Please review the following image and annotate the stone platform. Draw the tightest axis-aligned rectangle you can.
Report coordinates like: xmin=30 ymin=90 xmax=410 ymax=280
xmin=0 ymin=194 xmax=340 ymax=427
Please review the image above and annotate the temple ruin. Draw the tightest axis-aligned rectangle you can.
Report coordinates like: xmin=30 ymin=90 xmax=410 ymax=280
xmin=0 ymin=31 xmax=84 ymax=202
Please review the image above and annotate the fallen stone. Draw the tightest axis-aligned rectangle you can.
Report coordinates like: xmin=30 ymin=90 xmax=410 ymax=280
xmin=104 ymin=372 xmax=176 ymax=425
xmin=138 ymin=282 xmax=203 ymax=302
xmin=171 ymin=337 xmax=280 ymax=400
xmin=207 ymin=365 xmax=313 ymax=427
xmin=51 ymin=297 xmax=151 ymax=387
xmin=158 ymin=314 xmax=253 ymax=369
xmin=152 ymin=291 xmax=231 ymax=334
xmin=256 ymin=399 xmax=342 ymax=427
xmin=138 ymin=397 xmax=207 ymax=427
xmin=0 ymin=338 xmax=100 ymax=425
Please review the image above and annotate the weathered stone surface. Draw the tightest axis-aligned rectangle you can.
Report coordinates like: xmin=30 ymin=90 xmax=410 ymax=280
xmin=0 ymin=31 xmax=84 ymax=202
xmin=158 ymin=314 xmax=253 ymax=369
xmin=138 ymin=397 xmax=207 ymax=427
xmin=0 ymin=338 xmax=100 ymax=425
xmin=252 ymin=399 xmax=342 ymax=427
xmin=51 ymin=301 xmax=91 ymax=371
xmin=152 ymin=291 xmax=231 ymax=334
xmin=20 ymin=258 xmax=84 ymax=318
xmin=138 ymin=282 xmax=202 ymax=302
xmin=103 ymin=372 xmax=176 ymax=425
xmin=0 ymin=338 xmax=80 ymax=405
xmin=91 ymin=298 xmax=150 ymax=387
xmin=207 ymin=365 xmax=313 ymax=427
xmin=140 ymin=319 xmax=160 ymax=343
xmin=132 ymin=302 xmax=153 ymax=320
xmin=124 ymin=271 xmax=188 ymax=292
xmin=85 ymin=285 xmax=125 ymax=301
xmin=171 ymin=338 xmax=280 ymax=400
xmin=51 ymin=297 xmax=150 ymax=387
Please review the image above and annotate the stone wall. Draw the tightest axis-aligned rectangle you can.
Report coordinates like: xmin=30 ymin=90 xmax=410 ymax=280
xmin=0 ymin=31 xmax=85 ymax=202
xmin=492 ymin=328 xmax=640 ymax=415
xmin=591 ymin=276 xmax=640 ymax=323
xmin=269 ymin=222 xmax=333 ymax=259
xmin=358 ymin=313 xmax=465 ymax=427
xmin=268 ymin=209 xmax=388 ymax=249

• • • • •

Reproduce all of the records above verbatim, line for line and in the same order.

THE ANSWER.
Please review the following image and annotate the stone platform. Draw the tightest axis-aligned rectangle you can.
Report coordinates like: xmin=30 ymin=90 xmax=410 ymax=280
xmin=0 ymin=194 xmax=340 ymax=427
Please review the image above and annotate the temple ruin. Draw the tightest axis-aligned rectangle you can.
Report coordinates like: xmin=30 ymin=90 xmax=410 ymax=280
xmin=0 ymin=31 xmax=84 ymax=202
Please review the image above and annotate the fallen stone. Draw the tightest axis-aligned rectangle you can.
Report coordinates like: xmin=30 ymin=90 xmax=410 ymax=280
xmin=104 ymin=372 xmax=176 ymax=425
xmin=138 ymin=282 xmax=203 ymax=302
xmin=171 ymin=337 xmax=280 ymax=400
xmin=207 ymin=365 xmax=313 ymax=427
xmin=51 ymin=297 xmax=151 ymax=387
xmin=158 ymin=314 xmax=253 ymax=369
xmin=152 ymin=291 xmax=231 ymax=334
xmin=256 ymin=399 xmax=342 ymax=427
xmin=138 ymin=397 xmax=207 ymax=427
xmin=0 ymin=338 xmax=100 ymax=425
Please review the image above and annotate the weathered stone surface. Draw the tightest axis-aligned rectangle you can.
Report coordinates like: xmin=30 ymin=90 xmax=410 ymax=280
xmin=0 ymin=31 xmax=84 ymax=202
xmin=158 ymin=314 xmax=253 ymax=369
xmin=138 ymin=397 xmax=207 ymax=427
xmin=0 ymin=338 xmax=100 ymax=425
xmin=252 ymin=399 xmax=342 ymax=427
xmin=51 ymin=301 xmax=91 ymax=371
xmin=152 ymin=291 xmax=231 ymax=334
xmin=20 ymin=258 xmax=84 ymax=318
xmin=138 ymin=282 xmax=202 ymax=302
xmin=103 ymin=372 xmax=176 ymax=425
xmin=0 ymin=338 xmax=80 ymax=405
xmin=91 ymin=298 xmax=150 ymax=387
xmin=207 ymin=365 xmax=313 ymax=427
xmin=140 ymin=319 xmax=160 ymax=343
xmin=132 ymin=302 xmax=153 ymax=320
xmin=124 ymin=271 xmax=188 ymax=292
xmin=85 ymin=285 xmax=125 ymax=301
xmin=171 ymin=338 xmax=280 ymax=400
xmin=51 ymin=297 xmax=150 ymax=387
Please review the image above and annotate the stone wall. Draw the tightest axis-aligned rectangle you can.
Report coordinates like: xmin=30 ymin=90 xmax=410 ymax=280
xmin=0 ymin=31 xmax=85 ymax=202
xmin=492 ymin=328 xmax=640 ymax=415
xmin=591 ymin=276 xmax=640 ymax=323
xmin=269 ymin=222 xmax=333 ymax=259
xmin=358 ymin=313 xmax=465 ymax=427
xmin=268 ymin=209 xmax=388 ymax=249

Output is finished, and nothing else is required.